Raw records:
──────

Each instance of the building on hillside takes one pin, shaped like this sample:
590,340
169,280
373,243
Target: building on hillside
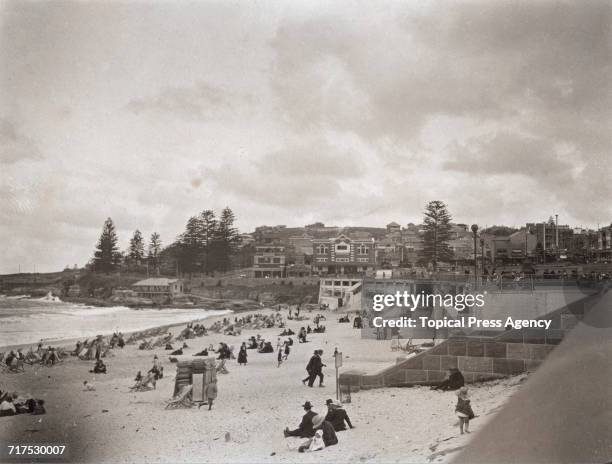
302,244
604,243
158,288
554,238
412,239
246,240
270,261
584,245
393,227
389,253
343,255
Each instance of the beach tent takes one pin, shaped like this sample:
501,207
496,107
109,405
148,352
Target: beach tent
203,371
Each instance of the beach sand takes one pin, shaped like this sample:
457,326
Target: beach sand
255,403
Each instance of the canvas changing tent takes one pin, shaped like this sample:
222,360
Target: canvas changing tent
197,373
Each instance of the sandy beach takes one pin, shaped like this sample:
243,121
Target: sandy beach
255,403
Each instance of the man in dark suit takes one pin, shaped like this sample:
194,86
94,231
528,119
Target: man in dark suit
305,429
315,368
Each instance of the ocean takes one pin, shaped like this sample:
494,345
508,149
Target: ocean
25,320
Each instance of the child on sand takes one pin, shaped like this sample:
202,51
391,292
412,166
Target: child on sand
463,409
211,393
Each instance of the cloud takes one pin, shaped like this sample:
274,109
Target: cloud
14,146
200,101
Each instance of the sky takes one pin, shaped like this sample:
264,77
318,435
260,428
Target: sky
345,112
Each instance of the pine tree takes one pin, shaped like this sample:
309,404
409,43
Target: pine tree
191,246
136,250
437,234
154,251
209,228
107,256
225,240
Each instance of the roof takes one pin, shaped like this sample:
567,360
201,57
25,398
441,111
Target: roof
157,281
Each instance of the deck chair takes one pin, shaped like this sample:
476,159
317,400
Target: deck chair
197,394
146,384
182,400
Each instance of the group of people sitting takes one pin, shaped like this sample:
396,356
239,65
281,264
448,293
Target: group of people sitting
117,340
99,367
320,430
14,361
12,404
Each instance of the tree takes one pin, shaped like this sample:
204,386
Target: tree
190,246
437,234
107,256
225,240
136,249
154,251
208,224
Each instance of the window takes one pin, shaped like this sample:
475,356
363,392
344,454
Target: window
363,249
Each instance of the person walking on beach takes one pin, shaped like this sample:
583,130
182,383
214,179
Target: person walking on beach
336,415
211,393
315,368
319,368
305,429
309,369
242,354
463,409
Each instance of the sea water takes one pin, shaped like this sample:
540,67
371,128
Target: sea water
26,320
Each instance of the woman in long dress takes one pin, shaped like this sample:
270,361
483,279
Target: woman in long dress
242,354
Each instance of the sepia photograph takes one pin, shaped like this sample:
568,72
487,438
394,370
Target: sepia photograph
306,231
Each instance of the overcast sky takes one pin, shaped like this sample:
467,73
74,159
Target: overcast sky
350,113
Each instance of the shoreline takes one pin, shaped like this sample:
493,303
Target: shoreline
68,343
255,403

──────

Repeat the data word for word, beginning with the line that contains "Each instance of the overcast" and continuing through the end of the data, with that first line included.

# Task answer
Each instance of the overcast sky takes one pin, shaped like this sample:
467,73
74,159
Target: overcast sky
350,113
Each instance of the shoreline takes one pin, shaped like this sample:
493,303
Target: shoreline
68,343
255,403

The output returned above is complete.